Die erfolgreich depolitisierte Rechtschreibreform
Die Diskussion muss wieder politisch werden
Die Reformer waren erfolgreich, weil sie ihre politischen Motive verschleiert haben. Diese lassen sich bis in die 60er und 70er Jahre des 20. Jahrhunderts ausmachen: Schreibfähigkeit soll kein Mittel sozialer Distinktion sein, nicht als Instrument der Auslese dienen. Die Rechtschreibung galt als Bildungsbarriere, die Angehörige der unteren Schichten unverhältnismäßig stark behindere. Simple Regeln sollten der Demokratisierung der Bildungschancen dienen. Diesem Ziel lag die Annahme zugrunde, die Orthographie folge nicht sprachinternen Gesetzen, sondern sei künstlich kompliziert gemacht worden, damit sie nicht jeder beherrschen kann – Rechtschreibung als Machterhaltungsinstrument der herrschenden Klasse.
Mit diesen Motiven hätten die Reformer die Zustimmung der Politiker niemals erreicht. Also depolitisierten («versachlichten») sie die Debatte. Sie stimmten sich international ab, hatten ein fertiges Konzept, das die Politik nur noch umzusetzen brauchte. Und sie waren bereit, jeden Einschnitt in ihr Reformpaket hinzunehmen, damit ein erster Schritt getan würde. Für die Politik hatte die Reform eine Alibifunktion. Man konnte seine Bereitschaft zur Modernisierung beweisen. Strukturelle Reformen im Bildungswesen sind schwieriger, und dafür gibt es keine fertigen Konzepte.

- - - - -

** Aufgabenstellung 1 **
Überarbeite die Einträge so, dass „response shape“ überall durch „output format“ ersetzt wird und alles andere gleich bleibt.
Der Text und die Einträge haben nichts miteinander zu tun.

(Einträge zum Zeigen und Beschriften)
- - - - -

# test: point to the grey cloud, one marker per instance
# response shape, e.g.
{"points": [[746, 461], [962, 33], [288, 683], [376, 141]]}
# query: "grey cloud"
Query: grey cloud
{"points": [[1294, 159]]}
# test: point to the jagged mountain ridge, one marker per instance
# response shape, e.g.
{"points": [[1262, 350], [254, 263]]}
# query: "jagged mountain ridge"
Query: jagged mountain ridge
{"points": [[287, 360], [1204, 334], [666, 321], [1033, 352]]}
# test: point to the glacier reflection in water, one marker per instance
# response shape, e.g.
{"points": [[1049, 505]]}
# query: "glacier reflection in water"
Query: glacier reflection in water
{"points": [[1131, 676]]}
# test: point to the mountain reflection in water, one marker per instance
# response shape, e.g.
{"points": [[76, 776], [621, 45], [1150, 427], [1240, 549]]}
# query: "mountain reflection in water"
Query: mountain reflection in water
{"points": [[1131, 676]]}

- - - - -

** Aufgabenstellung 2 **
Welche zusammengesetzten Wörter im Text über die Rechtschreibreform beginnen mit „Bildung“? Nenne alle.

** Antwort 1 **
# test: point to the grey cloud, one marker per instance
# output format, e.g.
{"points": [[746, 461], [962, 33], [288, 683], [376, 141]]}
# query: "grey cloud"
Query: grey cloud
{"points": [[1294, 159]]}
# test: point to the jagged mountain ridge, one marker per instance
# output format, e.g.
{"points": [[1262, 350], [254, 263]]}
# query: "jagged mountain ridge"
Query: jagged mountain ridge
{"points": [[287, 360], [1204, 334], [666, 321], [1033, 352]]}
# test: point to the glacier reflection in water, one marker per instance
# output format, e.g.
{"points": [[1049, 505]]}
# query: "glacier reflection in water"
Query: glacier reflection in water
{"points": [[1131, 676]]}
# test: point to the mountain reflection in water, one marker per instance
# output format, e.g.
{"points": [[76, 776], [621, 45], [1150, 427], [1240, 549]]}
# query: "mountain reflection in water"
Query: mountain reflection in water
{"points": [[1131, 676]]}

** Antwort 2 **
Bildungsbarriere
Bildungschancen
Bildungswesen